*Task to carry out:*
Format the data from the line with "Satellite imagery analysis — locate white van" up to and including the line with "[547,306,809,389]" as a JSON list of strings, one string per line, leaving out any blank lines.

*Items:*
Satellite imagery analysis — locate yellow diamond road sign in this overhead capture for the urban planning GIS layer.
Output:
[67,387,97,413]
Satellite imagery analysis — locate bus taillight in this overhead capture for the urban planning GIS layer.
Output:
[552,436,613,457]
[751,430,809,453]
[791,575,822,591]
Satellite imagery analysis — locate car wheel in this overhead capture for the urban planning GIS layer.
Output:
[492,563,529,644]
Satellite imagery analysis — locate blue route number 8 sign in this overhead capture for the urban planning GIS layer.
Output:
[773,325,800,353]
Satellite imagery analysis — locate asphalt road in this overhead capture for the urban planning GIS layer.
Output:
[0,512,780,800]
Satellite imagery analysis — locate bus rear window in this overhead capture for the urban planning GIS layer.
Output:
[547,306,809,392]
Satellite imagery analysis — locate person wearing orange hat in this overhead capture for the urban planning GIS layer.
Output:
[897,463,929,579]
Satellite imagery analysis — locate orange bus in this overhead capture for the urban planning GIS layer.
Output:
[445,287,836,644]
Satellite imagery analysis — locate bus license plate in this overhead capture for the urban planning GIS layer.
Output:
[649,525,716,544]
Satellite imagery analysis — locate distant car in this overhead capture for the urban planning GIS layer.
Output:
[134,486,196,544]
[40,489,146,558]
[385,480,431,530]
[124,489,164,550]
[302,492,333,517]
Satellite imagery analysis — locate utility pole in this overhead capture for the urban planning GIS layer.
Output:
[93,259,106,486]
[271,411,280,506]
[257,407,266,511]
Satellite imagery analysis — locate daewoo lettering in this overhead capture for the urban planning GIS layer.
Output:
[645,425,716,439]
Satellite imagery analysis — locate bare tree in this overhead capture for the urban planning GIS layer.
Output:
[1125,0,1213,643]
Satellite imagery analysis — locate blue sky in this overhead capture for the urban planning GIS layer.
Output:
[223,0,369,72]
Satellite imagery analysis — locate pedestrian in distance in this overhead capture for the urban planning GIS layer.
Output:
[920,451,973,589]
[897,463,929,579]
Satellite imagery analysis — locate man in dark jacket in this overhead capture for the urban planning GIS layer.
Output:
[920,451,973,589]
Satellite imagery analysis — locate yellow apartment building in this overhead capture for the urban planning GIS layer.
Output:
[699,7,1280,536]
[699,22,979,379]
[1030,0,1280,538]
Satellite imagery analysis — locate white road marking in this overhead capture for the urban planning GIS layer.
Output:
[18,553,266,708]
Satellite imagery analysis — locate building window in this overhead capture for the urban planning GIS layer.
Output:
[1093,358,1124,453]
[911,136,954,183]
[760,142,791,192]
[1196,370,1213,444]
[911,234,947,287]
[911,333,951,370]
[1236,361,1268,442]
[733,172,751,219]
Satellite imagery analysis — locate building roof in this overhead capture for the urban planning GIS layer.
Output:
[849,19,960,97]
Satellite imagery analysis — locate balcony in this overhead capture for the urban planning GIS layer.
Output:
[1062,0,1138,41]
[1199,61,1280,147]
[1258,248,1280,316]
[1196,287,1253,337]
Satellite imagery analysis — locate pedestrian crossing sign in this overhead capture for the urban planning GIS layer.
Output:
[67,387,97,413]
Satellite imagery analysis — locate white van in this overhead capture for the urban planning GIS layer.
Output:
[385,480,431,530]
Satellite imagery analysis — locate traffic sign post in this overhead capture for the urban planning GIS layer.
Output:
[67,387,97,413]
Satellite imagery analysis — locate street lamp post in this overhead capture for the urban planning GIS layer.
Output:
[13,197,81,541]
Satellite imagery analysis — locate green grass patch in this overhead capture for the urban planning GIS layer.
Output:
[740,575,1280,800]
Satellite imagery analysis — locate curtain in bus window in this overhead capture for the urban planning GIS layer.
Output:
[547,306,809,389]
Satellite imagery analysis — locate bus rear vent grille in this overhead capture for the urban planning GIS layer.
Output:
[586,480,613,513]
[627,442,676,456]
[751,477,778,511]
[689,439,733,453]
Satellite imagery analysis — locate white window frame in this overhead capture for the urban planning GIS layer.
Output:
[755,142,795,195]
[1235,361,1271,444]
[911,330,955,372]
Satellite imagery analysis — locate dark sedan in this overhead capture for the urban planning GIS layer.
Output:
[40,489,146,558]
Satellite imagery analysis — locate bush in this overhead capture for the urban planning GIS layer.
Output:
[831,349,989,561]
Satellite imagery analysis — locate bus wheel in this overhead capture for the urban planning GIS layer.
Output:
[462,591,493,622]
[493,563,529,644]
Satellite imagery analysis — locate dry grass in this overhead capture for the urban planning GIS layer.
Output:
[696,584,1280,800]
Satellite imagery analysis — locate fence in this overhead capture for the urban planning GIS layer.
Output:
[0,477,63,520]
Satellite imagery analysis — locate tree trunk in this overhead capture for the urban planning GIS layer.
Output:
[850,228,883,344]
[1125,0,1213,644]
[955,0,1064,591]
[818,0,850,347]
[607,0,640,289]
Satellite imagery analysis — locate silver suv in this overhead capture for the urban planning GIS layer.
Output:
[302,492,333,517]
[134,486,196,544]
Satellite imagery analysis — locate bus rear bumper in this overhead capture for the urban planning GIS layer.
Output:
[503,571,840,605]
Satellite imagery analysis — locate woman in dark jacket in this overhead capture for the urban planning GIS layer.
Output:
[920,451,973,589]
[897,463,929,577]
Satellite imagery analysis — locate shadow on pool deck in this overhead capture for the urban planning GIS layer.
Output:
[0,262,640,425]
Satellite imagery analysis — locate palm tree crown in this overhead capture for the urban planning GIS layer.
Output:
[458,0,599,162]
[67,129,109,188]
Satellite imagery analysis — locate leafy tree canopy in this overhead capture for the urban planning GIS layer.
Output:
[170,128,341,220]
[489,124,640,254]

*Written response:*
[
  "Satellite imagery analysis — locate white van in this overhead capture for the urban planning GIS layer.",
  "Output:",
  "[385,480,431,530]",
  "Satellite imagery analysis — locate traffic sign post in this overhead capture for the urban planning GIS layer.",
  "Output:",
  "[67,387,97,413]",
  "Satellite imagery analysis — locate street lamp post in this overhead capture for the urban planning GIS layer.",
  "Output:",
  "[13,197,81,541]",
  "Satellite imagery analysis — locate green grass patch in this overhead capture for the urban planning GIS layer.",
  "Output:",
  "[740,575,1280,800]",
  "Satellite imagery analysis — locate curtain in bus window in this overhead capture for the urban planning GIS layer.",
  "Output:",
  "[547,306,809,389]"
]